Rewrite the listing below with every "evenodd" swapped for "nonzero", leaving all other text as it is.
-- Start Data section --
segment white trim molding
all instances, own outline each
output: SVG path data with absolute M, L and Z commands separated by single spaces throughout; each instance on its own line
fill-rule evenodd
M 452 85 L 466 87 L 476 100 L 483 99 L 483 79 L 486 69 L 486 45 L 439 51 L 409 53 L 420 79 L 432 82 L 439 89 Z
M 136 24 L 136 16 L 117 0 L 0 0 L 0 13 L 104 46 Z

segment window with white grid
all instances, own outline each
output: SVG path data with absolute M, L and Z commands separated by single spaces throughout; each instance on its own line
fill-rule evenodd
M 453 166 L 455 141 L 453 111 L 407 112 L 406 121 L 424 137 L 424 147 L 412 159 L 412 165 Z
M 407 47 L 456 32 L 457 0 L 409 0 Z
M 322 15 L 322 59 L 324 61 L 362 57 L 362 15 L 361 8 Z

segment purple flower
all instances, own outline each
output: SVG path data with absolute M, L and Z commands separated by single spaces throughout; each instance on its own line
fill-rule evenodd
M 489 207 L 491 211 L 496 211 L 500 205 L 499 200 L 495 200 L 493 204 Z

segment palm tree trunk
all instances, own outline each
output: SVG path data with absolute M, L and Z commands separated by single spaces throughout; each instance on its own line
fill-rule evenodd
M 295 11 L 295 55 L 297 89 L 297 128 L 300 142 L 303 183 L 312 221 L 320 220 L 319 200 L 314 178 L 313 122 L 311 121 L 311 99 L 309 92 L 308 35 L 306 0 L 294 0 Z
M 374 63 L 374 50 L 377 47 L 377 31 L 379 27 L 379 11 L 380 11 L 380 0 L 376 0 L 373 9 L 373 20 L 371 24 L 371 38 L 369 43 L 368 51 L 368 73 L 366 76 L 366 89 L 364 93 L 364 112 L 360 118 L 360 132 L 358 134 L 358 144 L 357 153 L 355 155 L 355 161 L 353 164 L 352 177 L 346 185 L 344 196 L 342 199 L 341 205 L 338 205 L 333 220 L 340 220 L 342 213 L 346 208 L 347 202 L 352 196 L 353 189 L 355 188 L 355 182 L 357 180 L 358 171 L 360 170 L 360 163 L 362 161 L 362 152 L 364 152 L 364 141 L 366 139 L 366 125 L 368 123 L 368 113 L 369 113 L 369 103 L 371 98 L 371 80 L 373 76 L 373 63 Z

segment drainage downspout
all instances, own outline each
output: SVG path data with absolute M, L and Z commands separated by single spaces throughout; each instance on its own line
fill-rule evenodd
-- End Data section --
▶ _The completed task_:
segment white trim molding
all instances, own outline each
output: SVG path data with absolute M, L and Z commands separated by single spaces throughout; each instance on its own line
fill-rule nonzero
M 452 85 L 466 87 L 476 100 L 483 99 L 483 79 L 486 69 L 486 45 L 439 51 L 409 53 L 420 79 L 432 82 L 439 89 Z
M 136 24 L 136 16 L 117 0 L 0 0 L 0 13 L 104 46 Z

segment window with white grid
all instances, own outline each
output: SVG path data with absolute M, L and Z commands separated by single spaces throughout; each instance on its own line
fill-rule nonzero
M 453 166 L 455 141 L 453 111 L 407 112 L 406 121 L 424 137 L 424 147 L 412 159 L 412 165 Z
M 407 47 L 456 32 L 457 0 L 409 0 Z
M 322 15 L 322 59 L 324 61 L 362 57 L 362 15 L 361 8 Z

segment purple flower
all instances, own outline each
output: SVG path data with absolute M, L and Z commands separated by single spaces throughout; each instance on its own line
fill-rule nonzero
M 489 207 L 491 211 L 496 211 L 500 205 L 499 200 L 495 200 L 493 204 Z

segment palm tree trunk
all instances, own outline each
output: SVG path data with absolute M, L and Z commands separated by single spaces throughout; each instance on its own line
fill-rule nonzero
M 295 11 L 295 55 L 297 89 L 297 128 L 300 142 L 303 183 L 312 221 L 320 220 L 319 200 L 314 178 L 313 122 L 311 121 L 311 99 L 309 92 L 308 35 L 306 0 L 294 0 Z
M 374 63 L 374 50 L 377 47 L 377 31 L 379 27 L 379 11 L 380 11 L 380 0 L 376 0 L 373 9 L 373 20 L 371 24 L 371 38 L 369 43 L 368 51 L 368 73 L 366 76 L 366 89 L 364 93 L 364 112 L 360 118 L 360 132 L 358 134 L 358 144 L 357 153 L 355 155 L 355 161 L 353 164 L 352 177 L 346 185 L 344 196 L 342 199 L 341 205 L 338 205 L 333 220 L 340 220 L 342 213 L 346 208 L 347 202 L 352 196 L 353 189 L 355 188 L 355 182 L 357 180 L 358 171 L 360 170 L 360 163 L 362 161 L 362 152 L 364 152 L 364 141 L 366 139 L 366 125 L 368 123 L 368 113 L 369 113 L 369 103 L 371 98 L 371 80 L 373 76 L 373 63 Z

segment drainage downspout
all instances, own outline each
output: SVG path data with absolute M, L and Z commands separated by single spaces throughout; each instance on its own line
fill-rule nonzero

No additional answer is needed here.